Seçilmiş Bölüm:
____

15 Temmuz darbe girişiminden sonra 53 bin kişi tutuklandı. Toplam 15 bin 899 hakim ve savcıdan 4 bin 302’si meslekten ihraç edildi. Çok sanıklı bazı davalarda 20. duruşma yapılırken, örneğin Manisa’da 8 sanıklı eski askerlerle ilgili iddianame, tutukluluğun üzerinden 14 ay geçmesine rağmen hazırlanmadı. Tutuklu eski hakim ve savcılardan da 14 aydır neyle suçlandığını bilmeyenler var.
Bu zorlu sürecin “adalet” içinde bir an önce sonlandırılmasını diliyoruz. Tutukluluk en son başvurulması gereken yöntem olmasına rağmen ülkemizde daha çok tutuklama yoluna gidiliyor.  Bunun örnekleri alabildiğine yaygın...

DAVALAR NASIL GİDİYOR?

Hakimler ve Savcılar Kurulu (HSK) Başkanvekili Mehmet Yılmaz, devam eden soruşturma ve davaları anlatırken, bunların 3-5’i hariç diğerlerinin bu yargı yılında  bitirileceğini belirtiyor. “Yargı yılı” denilince sanki bu yıl sonuna kadar davaların bitirileceği de anlaşılıyor. 2017-2018 eğitim öğretim yılı gibi “yargı yılı” da 2017-2018 yıllarının 20 Temmuz 2017-5 Eylül 2018 dönemini kapsıyor. HSK Başkanvekili Mehmet Yılmaz, SÖZCÜ’nün sorularını şöyle cevaplandırdı:
“15 Temmuz darbe girişimiyle ilgili soruşturmalarda birkaçı dışında açılmamış dava kalmadı. Az sanıklı Isparta, Bolu, Malatya gibi illerimizdeki davalarda esas hakkında mütalaalar verildi ve sonuca yaklaşıldı. 15 Temmuz darbe girişimi davalarının yanı sıra Fetullahçı Terör Örgütü (FETÖ) davaları da ‘Darbeye teşebbüs suçları’ ve ‘silahlı terör örgütü üyesi olma’ olarak ikiye ayrılıyor.  Özellikle FETÖ silahlı terör örgütüyle ilgili soruşturmalar da büyük ölçüde tamamlandı. Zorunlu dava arkadaşlığı yoksa ortak bir suç işleme, birlikte hareket etme gibi bir durum yoksa silahlı terör örgütü davaları da tek sanıklı olarak  açılıyor. Delil toplama, yargılama daha hızlı olabiliyor.  Hakimler, savunmayı aldıktan sonra hızla karar veriyor.

____

Çalışma Görevleri:
A) Lütfen seçilmiş bölümde "15 Temmuz darbe girişiminden" ifadesinin geçtiği yerden başlayıp "örnekleri alabildiğine yaygın..." ifadesinden sonra durarak aradaki kısmı hiç değiştirmeden yineleyin.
B) Seçilmiş bölüme göre şu soruları cevaplayın:
(i) Hakim ve savcılardan kaçı meslekten ihraç edildi?
(ii) "Yargı yılı" hangi tarihler arasını kapsıyor?
(iii) Esas hakkında mütalaaların verildiği az sanıklı davalar için hangi iller örnek gösteriliyor?
Bu malzemenin seçilmiş bölümle hiçbir ilgisi yoktur.

Verilen Malzeme:
____

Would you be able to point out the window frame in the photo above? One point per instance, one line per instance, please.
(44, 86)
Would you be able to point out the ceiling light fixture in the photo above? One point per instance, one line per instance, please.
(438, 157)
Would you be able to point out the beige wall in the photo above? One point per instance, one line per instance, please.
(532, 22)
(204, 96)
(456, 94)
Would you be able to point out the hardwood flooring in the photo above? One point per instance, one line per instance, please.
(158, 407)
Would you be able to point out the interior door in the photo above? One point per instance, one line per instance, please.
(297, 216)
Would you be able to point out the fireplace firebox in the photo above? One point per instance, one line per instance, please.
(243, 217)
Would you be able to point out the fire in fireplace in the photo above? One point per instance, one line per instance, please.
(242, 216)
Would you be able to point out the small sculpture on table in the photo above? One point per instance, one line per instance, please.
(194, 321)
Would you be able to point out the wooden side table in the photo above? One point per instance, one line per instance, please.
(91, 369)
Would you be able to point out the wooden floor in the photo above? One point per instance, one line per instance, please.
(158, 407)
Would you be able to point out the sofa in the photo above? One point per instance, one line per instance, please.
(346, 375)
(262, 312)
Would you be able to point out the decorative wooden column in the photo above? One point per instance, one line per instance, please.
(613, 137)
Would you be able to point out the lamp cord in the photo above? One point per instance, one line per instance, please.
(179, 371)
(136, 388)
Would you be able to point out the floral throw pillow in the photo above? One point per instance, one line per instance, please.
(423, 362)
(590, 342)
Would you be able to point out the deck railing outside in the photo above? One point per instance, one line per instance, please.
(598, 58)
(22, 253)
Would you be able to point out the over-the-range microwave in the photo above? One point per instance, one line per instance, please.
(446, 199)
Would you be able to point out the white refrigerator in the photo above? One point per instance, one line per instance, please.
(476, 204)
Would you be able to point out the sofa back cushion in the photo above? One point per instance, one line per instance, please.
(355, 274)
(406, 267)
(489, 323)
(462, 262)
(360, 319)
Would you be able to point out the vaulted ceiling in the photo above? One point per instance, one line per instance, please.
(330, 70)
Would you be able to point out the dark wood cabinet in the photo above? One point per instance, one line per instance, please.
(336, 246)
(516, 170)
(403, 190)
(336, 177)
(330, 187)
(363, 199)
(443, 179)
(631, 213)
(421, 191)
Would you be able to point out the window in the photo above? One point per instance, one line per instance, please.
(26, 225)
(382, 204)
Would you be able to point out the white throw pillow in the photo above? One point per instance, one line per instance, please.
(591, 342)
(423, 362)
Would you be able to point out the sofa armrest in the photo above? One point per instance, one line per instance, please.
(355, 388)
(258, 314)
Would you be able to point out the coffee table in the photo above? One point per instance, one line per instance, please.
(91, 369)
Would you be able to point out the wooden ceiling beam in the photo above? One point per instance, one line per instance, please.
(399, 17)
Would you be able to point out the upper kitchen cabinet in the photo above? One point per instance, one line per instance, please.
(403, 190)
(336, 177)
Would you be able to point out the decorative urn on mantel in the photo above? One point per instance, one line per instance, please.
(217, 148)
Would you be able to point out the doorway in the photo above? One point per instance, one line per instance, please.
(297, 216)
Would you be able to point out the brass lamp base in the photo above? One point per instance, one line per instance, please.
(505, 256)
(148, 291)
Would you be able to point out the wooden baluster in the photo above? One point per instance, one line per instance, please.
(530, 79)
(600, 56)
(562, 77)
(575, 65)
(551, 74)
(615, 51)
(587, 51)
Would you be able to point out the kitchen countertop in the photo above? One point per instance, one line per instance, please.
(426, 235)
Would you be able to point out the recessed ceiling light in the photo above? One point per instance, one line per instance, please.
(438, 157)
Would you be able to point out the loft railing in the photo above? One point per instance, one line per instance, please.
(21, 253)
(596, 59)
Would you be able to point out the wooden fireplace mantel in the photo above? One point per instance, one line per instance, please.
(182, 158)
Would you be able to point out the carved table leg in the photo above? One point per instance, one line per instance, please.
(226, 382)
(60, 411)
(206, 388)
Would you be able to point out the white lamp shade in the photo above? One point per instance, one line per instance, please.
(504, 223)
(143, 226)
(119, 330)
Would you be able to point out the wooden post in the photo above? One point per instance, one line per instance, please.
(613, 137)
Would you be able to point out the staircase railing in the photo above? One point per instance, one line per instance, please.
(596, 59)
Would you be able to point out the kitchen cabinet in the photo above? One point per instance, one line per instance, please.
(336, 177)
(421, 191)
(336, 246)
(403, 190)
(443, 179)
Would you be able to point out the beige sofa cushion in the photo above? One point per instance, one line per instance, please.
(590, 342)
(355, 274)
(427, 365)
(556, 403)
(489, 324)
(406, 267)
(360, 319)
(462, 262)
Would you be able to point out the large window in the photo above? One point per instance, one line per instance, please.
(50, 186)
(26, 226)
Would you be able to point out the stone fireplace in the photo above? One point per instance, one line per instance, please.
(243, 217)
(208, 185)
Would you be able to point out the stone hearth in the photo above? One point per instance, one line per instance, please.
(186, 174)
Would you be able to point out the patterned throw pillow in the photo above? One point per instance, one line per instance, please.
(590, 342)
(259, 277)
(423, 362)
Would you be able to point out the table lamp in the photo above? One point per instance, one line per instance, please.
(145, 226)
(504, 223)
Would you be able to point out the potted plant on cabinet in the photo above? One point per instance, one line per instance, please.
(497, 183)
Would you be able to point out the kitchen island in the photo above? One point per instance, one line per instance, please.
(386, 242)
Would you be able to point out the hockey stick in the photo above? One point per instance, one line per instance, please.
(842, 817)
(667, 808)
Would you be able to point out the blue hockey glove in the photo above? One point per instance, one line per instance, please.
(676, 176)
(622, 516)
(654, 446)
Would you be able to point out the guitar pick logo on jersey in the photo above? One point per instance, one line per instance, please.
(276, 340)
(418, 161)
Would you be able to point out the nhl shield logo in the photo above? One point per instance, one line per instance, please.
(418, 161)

____

Cevap Anahtarı:
A)
15 Temmuz darbe girişiminden sonra 53 bin kişi tutuklandı. Toplam 15 bin 899 hakim ve savcıdan 4 bin 302’si meslekten ihraç edildi. Çok sanıklı bazı davalarda 20. duruşma yapılırken, örneğin Manisa’da 8 sanıklı eski askerlerle ilgili iddianame, tutukluluğun üzerinden 14 ay geçmesine rağmen hazırlanmadı. Tutuklu eski hakim ve savcılardan da 14 aydır neyle suçlandığını bilmeyenler var.
Bu zorlu sürecin “adalet” içinde bir an önce sonlandırılmasını diliyoruz. Tutukluluk en son başvurulması gereken yöntem olmasına rağmen ülkemizde daha çok tutuklama yoluna gidiliyor.  Bunun örnekleri alabildiğine yaygın...

B)
(i) 4 bin 302
(ii) 20 Temmuz 2017 ile 5 Eylül 2018 arasını
(iii) Isparta, Bolu ve Malatya